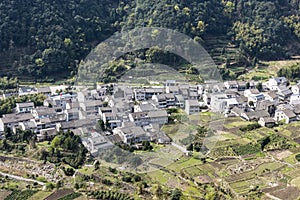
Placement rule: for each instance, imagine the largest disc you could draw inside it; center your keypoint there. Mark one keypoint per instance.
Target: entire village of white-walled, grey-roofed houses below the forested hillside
(135, 114)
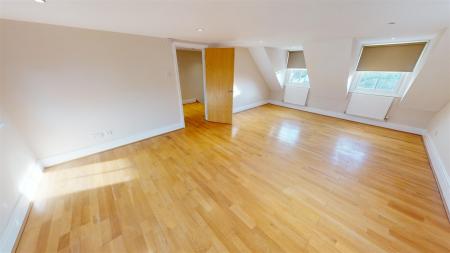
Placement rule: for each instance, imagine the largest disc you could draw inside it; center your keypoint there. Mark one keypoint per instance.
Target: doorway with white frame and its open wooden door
(213, 99)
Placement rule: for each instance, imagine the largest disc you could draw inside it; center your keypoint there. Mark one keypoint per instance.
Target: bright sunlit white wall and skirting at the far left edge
(18, 180)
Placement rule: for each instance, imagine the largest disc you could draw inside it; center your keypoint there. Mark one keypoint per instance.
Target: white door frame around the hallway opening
(187, 45)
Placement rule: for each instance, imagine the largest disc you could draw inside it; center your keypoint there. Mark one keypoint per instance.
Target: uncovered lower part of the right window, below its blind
(378, 82)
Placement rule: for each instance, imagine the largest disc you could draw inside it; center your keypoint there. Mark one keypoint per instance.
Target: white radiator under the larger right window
(369, 106)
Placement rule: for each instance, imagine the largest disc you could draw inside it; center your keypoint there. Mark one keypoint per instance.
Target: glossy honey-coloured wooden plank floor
(278, 180)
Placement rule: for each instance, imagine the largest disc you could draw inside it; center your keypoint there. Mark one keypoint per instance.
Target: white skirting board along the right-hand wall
(439, 170)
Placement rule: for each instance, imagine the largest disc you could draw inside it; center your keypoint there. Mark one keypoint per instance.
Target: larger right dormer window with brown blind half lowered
(385, 69)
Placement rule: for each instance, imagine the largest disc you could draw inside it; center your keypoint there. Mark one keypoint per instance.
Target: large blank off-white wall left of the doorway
(67, 85)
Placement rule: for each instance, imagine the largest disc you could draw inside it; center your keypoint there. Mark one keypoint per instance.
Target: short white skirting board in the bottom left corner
(11, 233)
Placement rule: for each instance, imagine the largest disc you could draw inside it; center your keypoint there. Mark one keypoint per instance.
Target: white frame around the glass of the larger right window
(396, 93)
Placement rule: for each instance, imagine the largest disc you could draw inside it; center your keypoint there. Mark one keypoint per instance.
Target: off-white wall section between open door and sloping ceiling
(249, 85)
:::::
» **WORK REQUIRED**
Send back the data above word for word, with the pictures left out.

» **RESULT OF THE TASK**
Placement rule: for each instance, imagine the largest disc you could draw inside it; center your keypoint there. Mark one keypoint per instance.
Target: entire village of white-walled, grey-roofed houses below the forested hillside
(135, 114)
Placement rule: for each instance, imagine the largest disc you could draw inside it; center your keypoint there. Mark one keypoint per instance.
Target: doorway with white frame and its open wooden door
(213, 99)
Placement rule: for each instance, imagine the largest disc you could draw inside it; center your keypoint there. Mark one keypoint per instance.
Target: bright sunlit white wall and skirting at the far left edge
(18, 180)
Placement rule: for each instance, imagine the largest disc you could draw inside it; center your keypoint there. Mark one keypoint per instance.
Target: white door frame around the hallway opening
(187, 45)
Placement rule: for each instance, imagine the largest disc you could draw inside it; center your keypoint there. Mark one keypoint per instance.
Target: uncovered lower part of the right window, below its blind
(378, 82)
Placement rule: for each instance, imagine the largest disc you could draw inside it; center your keypoint there. Mark one keypoint per instance.
Target: white radiator under the larger right window
(369, 106)
Placement rule: for each instance, imagine the largest disc you could draw inside it; center your keypoint there. Mark one keypoint per instance.
Target: glossy honey-coloured wooden plank floor
(278, 180)
Placement rule: for each instance, imagine the largest disc you could draw inside it; center your keypoint there. Mark one keypoint per instance.
Target: white skirting board along the right-hand wall
(439, 170)
Placement rule: for each instance, imagine the largest disc you could draw inside it; center your keypoint there. Mark one keypoint per instance.
Target: larger right dormer window with brown blind half lowered
(385, 69)
Placement rule: for each instance, imagine the largest disc you could draw inside it; center your keypoint there. Mark one keypoint per instance.
Target: large blank off-white wall left of the doorway
(67, 85)
Placement rule: for each instance, imagine the largest disc you could draw inside it; center your keypoint there. Mark one keypoint per instance.
Target: short white skirting board in the bottom left corner
(11, 233)
Placement rule: for each instance, imagine the largest disc you could draw inside it; center your keypoint there. Mark one keypoint per instance.
Target: white frame around the glass of the larger right window
(396, 93)
Placement rule: for each instance, imagine the largest disc you could draw inside it; center your keypoint there. Mark one keypoint per instance.
Target: off-white wall section between open door and sloping ceiling
(249, 85)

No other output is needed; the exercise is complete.